**ASSIGNED TASK**
Read through the records. Copy each line that has the word "carpet".

Collected data entries
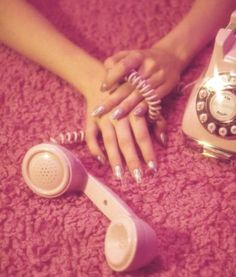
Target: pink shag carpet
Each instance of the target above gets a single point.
(190, 202)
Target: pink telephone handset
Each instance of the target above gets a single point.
(210, 115)
(50, 170)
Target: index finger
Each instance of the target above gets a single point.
(117, 73)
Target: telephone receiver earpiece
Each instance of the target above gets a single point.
(50, 170)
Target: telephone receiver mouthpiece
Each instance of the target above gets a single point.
(50, 170)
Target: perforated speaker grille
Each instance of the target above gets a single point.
(45, 171)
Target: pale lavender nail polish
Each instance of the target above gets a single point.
(152, 165)
(101, 159)
(103, 87)
(138, 111)
(117, 113)
(99, 111)
(118, 172)
(137, 175)
(163, 139)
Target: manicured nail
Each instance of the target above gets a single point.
(103, 87)
(101, 159)
(117, 113)
(99, 110)
(163, 139)
(152, 165)
(138, 111)
(118, 172)
(137, 175)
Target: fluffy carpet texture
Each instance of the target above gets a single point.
(190, 202)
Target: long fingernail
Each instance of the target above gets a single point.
(103, 87)
(101, 159)
(118, 172)
(138, 111)
(163, 139)
(117, 113)
(152, 165)
(98, 111)
(137, 175)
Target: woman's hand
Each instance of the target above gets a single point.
(123, 140)
(159, 68)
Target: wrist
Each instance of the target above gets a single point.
(177, 53)
(84, 72)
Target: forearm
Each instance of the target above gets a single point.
(197, 29)
(26, 31)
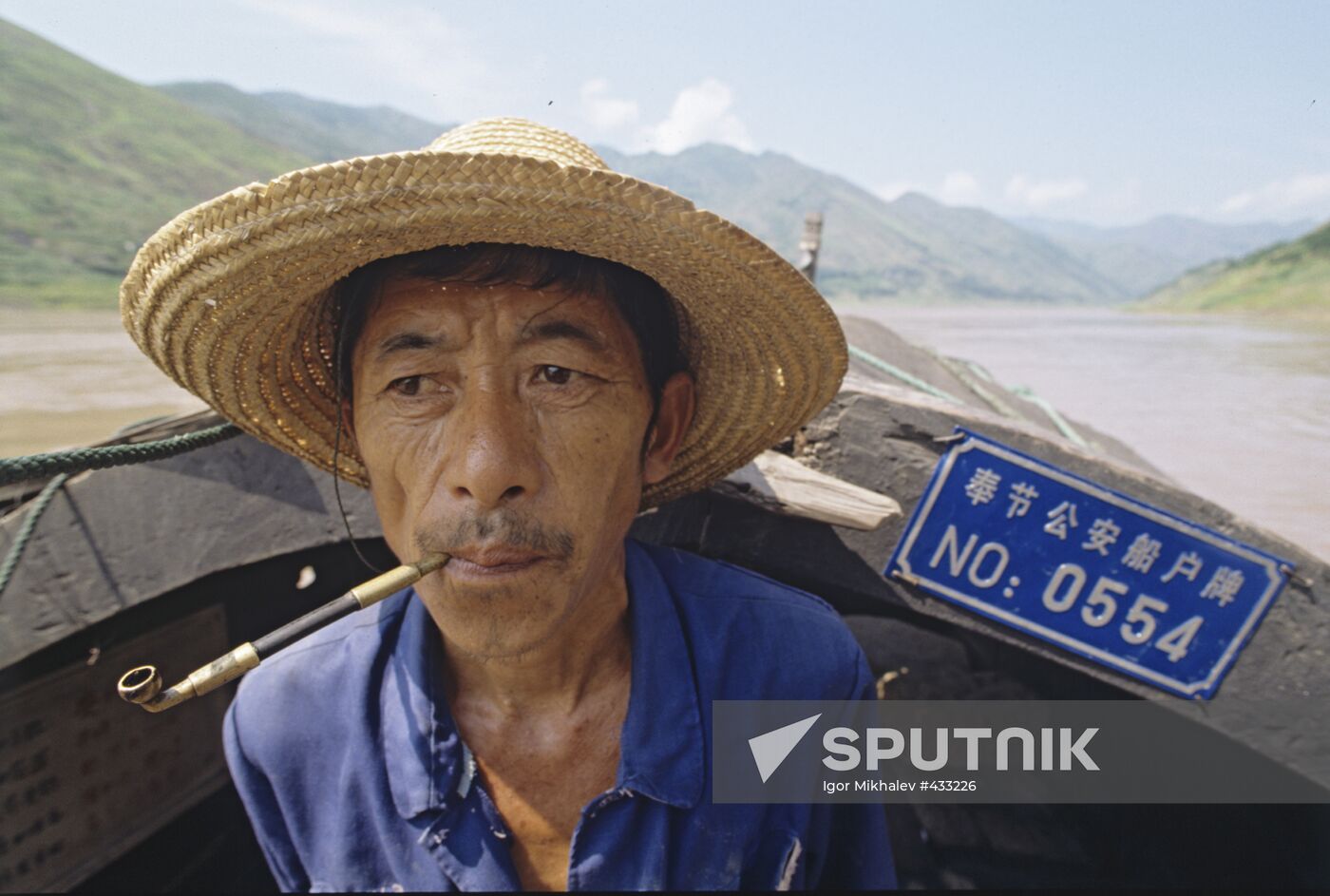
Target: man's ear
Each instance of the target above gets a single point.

**RESPONSE**
Target: pink shag carpet
Target: fluffy carpet texture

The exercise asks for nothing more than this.